Goal of the exercise: Write back every record verbatim.

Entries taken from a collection
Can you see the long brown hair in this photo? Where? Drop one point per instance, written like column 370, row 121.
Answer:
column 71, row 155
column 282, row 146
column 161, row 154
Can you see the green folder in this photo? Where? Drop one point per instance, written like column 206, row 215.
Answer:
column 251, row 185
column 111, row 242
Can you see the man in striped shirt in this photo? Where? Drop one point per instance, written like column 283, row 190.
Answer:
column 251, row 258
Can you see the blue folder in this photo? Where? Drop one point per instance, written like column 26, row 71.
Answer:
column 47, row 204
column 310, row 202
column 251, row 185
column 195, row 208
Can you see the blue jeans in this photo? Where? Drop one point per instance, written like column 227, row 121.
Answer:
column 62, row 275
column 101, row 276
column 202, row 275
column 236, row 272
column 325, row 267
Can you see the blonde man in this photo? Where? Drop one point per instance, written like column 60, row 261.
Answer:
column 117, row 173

Finished exercise:
Can you see the long brown hair in this photo? Where? Drop one point per instance, written like column 370, row 121.
Answer:
column 71, row 155
column 282, row 146
column 161, row 154
Can you see the green folder in this photo? Where? Drop one point per instance, written like column 206, row 215.
Answer:
column 251, row 185
column 111, row 242
Can you see the man in striped shirt in this photo? Where? Drop one point per instance, written like column 283, row 190.
Answer:
column 251, row 258
Can you see the blue folder in this photo? Where? Drop one point per instance, written like column 26, row 71.
Answer:
column 47, row 204
column 310, row 202
column 251, row 185
column 195, row 208
Can you see the blue jeans in this photo? Where? Drop one point per instance, written like column 227, row 121.
Answer:
column 62, row 275
column 101, row 276
column 202, row 275
column 236, row 272
column 325, row 267
Can you see the blonde man in this photo? Where? Drop one point per instance, written like column 60, row 261.
Answer:
column 117, row 173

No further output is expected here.